» Provided material
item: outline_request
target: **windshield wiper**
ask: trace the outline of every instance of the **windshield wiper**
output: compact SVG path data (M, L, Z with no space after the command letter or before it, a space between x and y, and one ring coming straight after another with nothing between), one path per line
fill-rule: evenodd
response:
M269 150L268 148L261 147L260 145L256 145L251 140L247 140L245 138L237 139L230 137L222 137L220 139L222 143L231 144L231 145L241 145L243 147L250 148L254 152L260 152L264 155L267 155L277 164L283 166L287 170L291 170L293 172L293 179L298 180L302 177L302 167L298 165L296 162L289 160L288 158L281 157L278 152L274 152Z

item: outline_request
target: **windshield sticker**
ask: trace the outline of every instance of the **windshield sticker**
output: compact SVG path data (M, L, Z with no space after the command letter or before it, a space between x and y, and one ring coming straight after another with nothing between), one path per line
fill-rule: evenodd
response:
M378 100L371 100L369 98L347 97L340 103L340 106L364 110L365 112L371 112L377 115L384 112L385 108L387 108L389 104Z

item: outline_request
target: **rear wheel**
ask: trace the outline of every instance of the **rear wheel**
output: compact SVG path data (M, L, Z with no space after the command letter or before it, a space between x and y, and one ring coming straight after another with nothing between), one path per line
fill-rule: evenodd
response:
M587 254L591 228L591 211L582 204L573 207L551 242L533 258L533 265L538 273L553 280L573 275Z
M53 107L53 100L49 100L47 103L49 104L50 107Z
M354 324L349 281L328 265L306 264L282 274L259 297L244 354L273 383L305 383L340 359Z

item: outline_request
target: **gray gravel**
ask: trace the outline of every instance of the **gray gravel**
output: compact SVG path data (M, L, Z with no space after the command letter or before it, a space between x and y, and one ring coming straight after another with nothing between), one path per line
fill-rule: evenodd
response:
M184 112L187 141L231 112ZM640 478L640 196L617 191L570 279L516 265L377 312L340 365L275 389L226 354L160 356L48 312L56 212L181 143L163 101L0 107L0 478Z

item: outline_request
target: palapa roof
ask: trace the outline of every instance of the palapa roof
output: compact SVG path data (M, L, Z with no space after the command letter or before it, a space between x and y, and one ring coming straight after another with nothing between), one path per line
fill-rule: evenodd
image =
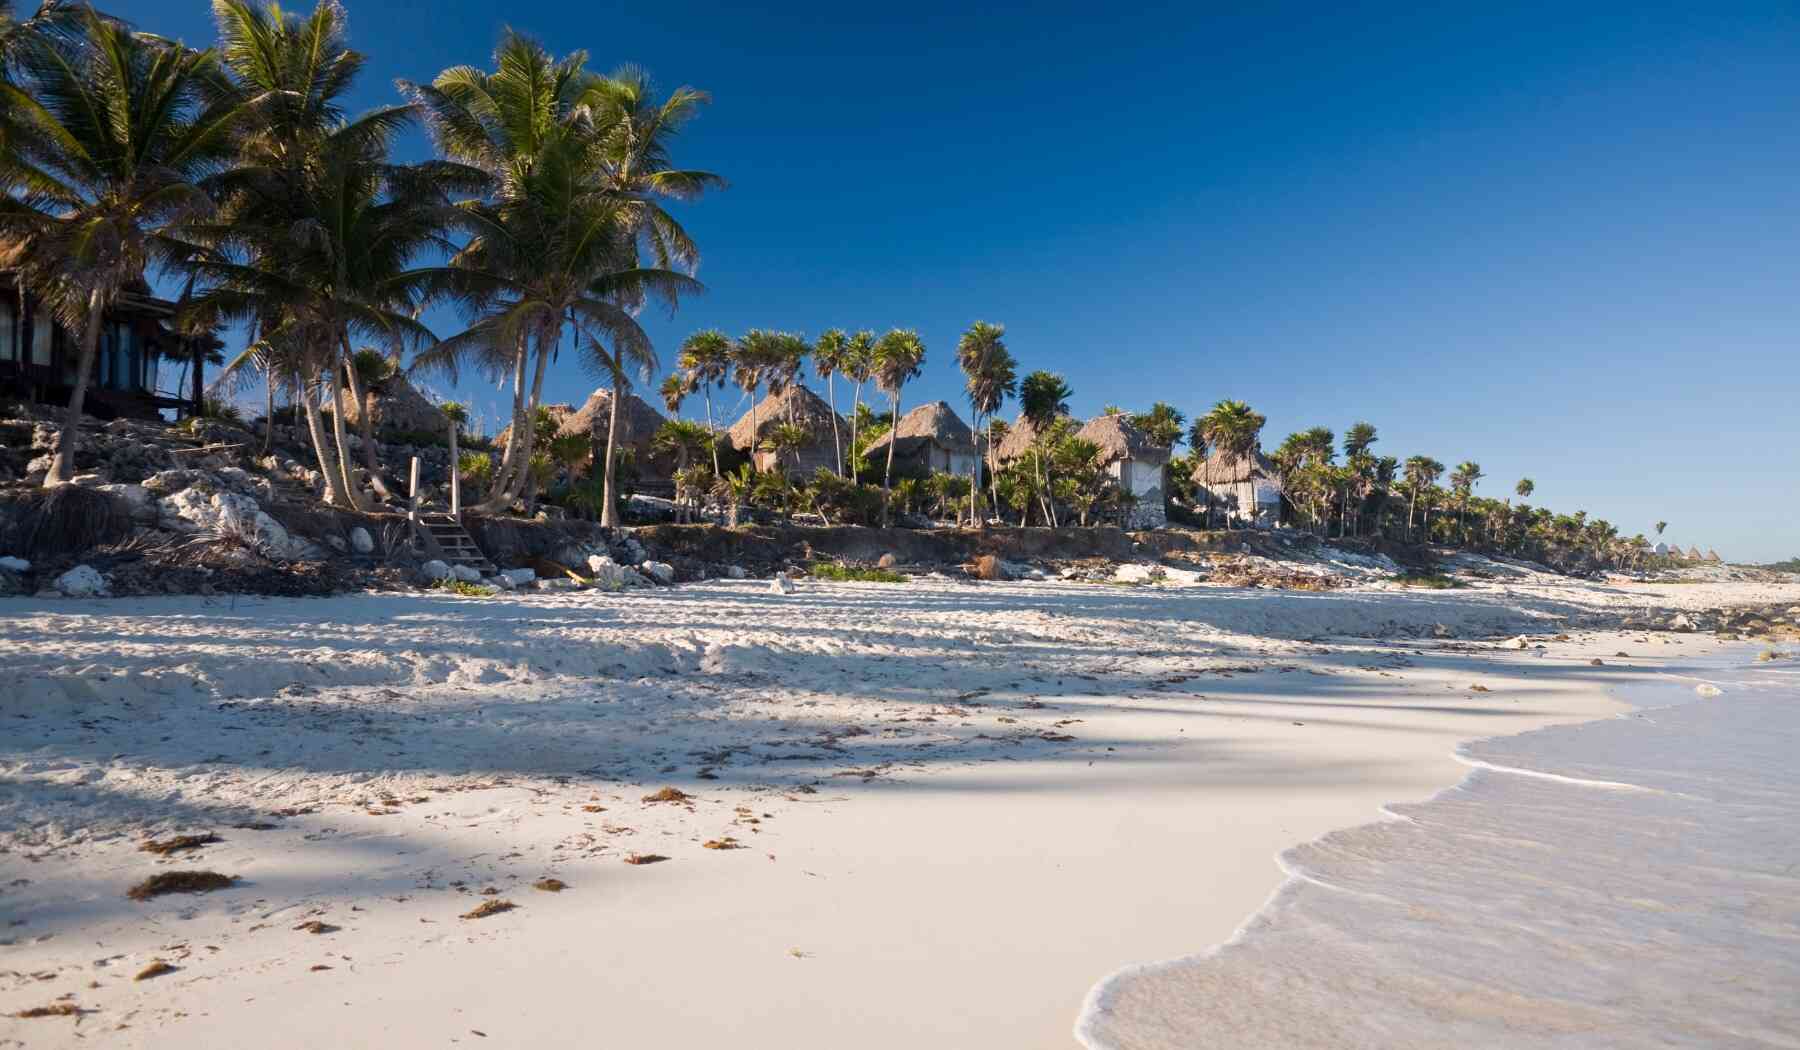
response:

» Exercise directions
The answer must be a single number: the count of lines in the entries that include "windshield".

» Written solution
4